### Kaynak Metin
>>>>>

Âkıl Adam Kimdir?

Dursun Ali Tökel

10-04-2013 12:10

Akıl kelimesinin anlamı ne? Âkıl kime derler?

Son günlerde en çok konuştuğumuz konuların başında “âkıl adam”lar geliyor.

Âkıl adamların kim olduğuna dair pek çok görüş ileri sürüldü.

Herkesin âkıl adamı kendisine. Çünkü herkes kendi adamının en âkıl olduğu konusunda fevkalade iddialı.

Birisinin âkıl adamı diğerinin delisine tekabül ediyor veya tam da câhiline.

Buradan anlaşılıyor ki âkıl adamın kim olduğuna dair ortak bir kanaat yok.

Size sorsalar “âkıl adam kimdir?” diye ne cevap verirdiniz?

 

Akıl da Ne ki

 

Akıl, insanı diğer canlılardan ayıran en önemli özelliklerin başında geliyor.

Aklı olmayanın dini de olmayacağına ve dolayısıyla hesaba da dâhil olmadığına göre akıl, insan olmanın en önemli kıstaslarından birisi.

Peki, akıl kelimesinin anlamı ne?

Hayvanın belli bir dairenin dışına çıkmaması yani kaybolmaması için  bir kazıkla yere bağlanmasına denirmiş. O, aradaki ipin adı âkıle imiş. O zaman akletmek bağlanmak demek.

Bu anlamda akıl, insanın bir yere bağlanması demek, yani özgürlüğünün elden gitmesi.

O zaman akılın hiç de olumlu bir anlamı yok gibi geliyor.

Akıl kelimesi bu anlam alanından çıkmış ve insanın dilinde bambaşka kavramları karşılar hale gelmiş.

<<<<<

### Görev Gereksinimleri
a) Kaynak metne göre, hayvanı kazığa bağlayan ipin adı nedir?
b) Kaynak metinde “Âkıl adamların kim” ifadesiyle başlayıp “ne cevap verirdiniz?” ifadesine kadar süren bölümü harfi harfine tekrarlayın.

### Sağlanan Veriler
>>>>>

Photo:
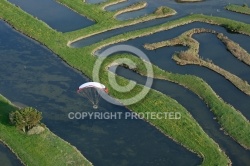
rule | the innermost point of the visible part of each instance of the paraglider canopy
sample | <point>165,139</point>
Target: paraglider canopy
<point>91,91</point>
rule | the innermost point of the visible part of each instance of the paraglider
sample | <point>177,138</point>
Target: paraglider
<point>91,91</point>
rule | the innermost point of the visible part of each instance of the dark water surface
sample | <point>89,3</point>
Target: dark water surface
<point>238,155</point>
<point>7,158</point>
<point>54,14</point>
<point>32,75</point>
<point>163,58</point>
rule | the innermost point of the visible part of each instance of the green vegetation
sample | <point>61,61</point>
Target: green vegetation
<point>43,149</point>
<point>112,2</point>
<point>235,49</point>
<point>133,7</point>
<point>244,9</point>
<point>104,19</point>
<point>25,119</point>
<point>230,119</point>
<point>191,56</point>
<point>186,131</point>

<<<<<

### Problemlerin Yanıtları
a) Âkıle.

b)
Âkıl adamların kim olduğuna dair pek çok görüş ileri sürüldü.

Herkesin âkıl adamı kendisine. Çünkü herkes kendi adamının en âkıl olduğu konusunda fevkalade iddialı.

Birisinin âkıl adamı diğerinin delisine tekabül ediyor veya tam da câhiline.

Buradan anlaşılıyor ki âkıl adamın kim olduğuna dair ortak bir kanaat yok.

Size sorsalar “âkıl adam kimdir?” diye ne cevap verirdiniz?